Required work: Return every line of the records that contains the string "bare", matching case exactly.

-------- Supplied data

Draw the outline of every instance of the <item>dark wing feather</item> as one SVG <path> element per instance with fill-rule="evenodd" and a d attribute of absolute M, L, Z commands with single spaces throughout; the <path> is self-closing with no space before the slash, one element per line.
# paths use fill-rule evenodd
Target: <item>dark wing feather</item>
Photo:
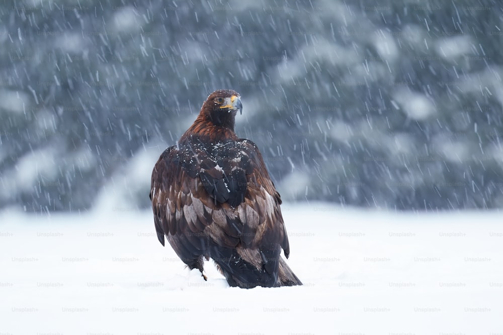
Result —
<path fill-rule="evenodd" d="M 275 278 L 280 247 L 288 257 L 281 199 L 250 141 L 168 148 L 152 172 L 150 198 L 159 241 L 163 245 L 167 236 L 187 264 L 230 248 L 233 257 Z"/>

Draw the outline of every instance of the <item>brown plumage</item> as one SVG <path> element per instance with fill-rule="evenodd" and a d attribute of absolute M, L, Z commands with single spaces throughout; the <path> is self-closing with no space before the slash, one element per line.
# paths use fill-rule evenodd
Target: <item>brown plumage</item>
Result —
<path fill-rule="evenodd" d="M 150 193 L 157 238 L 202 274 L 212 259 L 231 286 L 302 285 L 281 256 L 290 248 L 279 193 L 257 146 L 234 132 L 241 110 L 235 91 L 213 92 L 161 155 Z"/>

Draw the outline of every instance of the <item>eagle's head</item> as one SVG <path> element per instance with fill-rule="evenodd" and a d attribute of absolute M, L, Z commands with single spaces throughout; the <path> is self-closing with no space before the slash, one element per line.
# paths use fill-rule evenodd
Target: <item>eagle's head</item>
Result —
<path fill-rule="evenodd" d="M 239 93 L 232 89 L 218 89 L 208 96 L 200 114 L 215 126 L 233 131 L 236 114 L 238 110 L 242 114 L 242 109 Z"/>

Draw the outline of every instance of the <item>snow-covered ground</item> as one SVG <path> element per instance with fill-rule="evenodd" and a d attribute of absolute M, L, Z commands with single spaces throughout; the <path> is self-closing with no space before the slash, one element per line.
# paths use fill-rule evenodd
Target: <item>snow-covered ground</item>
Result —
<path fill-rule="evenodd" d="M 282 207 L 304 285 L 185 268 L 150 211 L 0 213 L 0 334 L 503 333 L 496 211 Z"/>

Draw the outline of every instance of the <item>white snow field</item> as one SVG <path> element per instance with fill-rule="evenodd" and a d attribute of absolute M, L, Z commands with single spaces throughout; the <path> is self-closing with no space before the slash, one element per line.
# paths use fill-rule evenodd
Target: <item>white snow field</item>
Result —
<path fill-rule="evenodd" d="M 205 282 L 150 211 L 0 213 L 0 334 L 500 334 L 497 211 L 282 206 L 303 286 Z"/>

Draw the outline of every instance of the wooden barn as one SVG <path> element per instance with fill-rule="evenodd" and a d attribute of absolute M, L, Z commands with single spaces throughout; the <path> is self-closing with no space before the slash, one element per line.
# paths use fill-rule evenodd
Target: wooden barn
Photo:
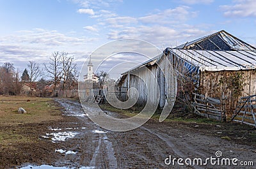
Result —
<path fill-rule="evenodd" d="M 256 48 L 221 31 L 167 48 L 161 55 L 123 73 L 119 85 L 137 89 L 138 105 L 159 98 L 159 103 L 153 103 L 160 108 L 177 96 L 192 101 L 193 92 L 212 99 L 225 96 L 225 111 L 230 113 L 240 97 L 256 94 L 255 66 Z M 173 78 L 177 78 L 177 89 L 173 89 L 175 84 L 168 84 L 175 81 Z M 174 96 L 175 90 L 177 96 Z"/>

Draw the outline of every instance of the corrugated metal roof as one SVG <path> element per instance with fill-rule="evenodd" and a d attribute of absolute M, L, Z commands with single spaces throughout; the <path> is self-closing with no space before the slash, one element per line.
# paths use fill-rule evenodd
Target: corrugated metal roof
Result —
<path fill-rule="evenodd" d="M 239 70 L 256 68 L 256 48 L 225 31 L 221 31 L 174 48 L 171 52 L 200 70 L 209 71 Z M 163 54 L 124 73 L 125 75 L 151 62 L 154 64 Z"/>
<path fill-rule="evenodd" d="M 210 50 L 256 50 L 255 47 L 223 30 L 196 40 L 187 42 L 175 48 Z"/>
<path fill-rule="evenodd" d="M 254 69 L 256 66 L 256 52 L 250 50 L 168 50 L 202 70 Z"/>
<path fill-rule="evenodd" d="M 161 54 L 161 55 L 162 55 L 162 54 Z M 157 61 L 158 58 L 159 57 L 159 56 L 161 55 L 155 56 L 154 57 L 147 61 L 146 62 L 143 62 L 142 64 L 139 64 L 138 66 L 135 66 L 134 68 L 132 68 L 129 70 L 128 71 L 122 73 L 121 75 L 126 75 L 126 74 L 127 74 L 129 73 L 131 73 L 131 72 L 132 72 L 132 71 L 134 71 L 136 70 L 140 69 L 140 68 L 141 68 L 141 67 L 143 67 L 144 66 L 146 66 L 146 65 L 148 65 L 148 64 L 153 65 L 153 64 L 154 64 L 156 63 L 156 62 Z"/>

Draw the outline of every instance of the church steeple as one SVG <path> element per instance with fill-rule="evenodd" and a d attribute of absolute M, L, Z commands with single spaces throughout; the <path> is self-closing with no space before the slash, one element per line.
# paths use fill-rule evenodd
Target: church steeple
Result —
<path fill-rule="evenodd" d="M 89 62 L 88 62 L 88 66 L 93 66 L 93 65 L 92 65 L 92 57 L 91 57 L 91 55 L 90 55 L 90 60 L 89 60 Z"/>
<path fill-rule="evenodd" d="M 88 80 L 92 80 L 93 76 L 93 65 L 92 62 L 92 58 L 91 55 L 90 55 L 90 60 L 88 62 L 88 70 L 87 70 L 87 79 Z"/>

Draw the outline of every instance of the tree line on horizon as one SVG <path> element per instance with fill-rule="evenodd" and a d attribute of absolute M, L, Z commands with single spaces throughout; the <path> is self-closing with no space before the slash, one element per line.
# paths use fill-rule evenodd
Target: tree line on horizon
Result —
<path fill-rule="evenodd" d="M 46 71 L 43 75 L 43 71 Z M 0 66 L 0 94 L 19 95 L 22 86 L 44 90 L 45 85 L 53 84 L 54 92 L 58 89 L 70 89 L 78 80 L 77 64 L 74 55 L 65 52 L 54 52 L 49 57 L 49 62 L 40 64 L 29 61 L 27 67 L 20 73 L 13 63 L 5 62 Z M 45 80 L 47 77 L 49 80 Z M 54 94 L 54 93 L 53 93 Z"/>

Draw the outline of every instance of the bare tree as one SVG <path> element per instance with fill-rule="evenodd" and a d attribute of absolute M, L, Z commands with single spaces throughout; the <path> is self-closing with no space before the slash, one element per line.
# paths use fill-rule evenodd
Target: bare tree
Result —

----------------

Expected output:
Draw the outline of every instance of the bare tree as one SVG <path> element per instance with fill-rule="evenodd" and a d attribute of absolute M, L, Z commands with single spaces throughout; the <path> is self-closing with no space before the slash, one element per line.
Target: bare tree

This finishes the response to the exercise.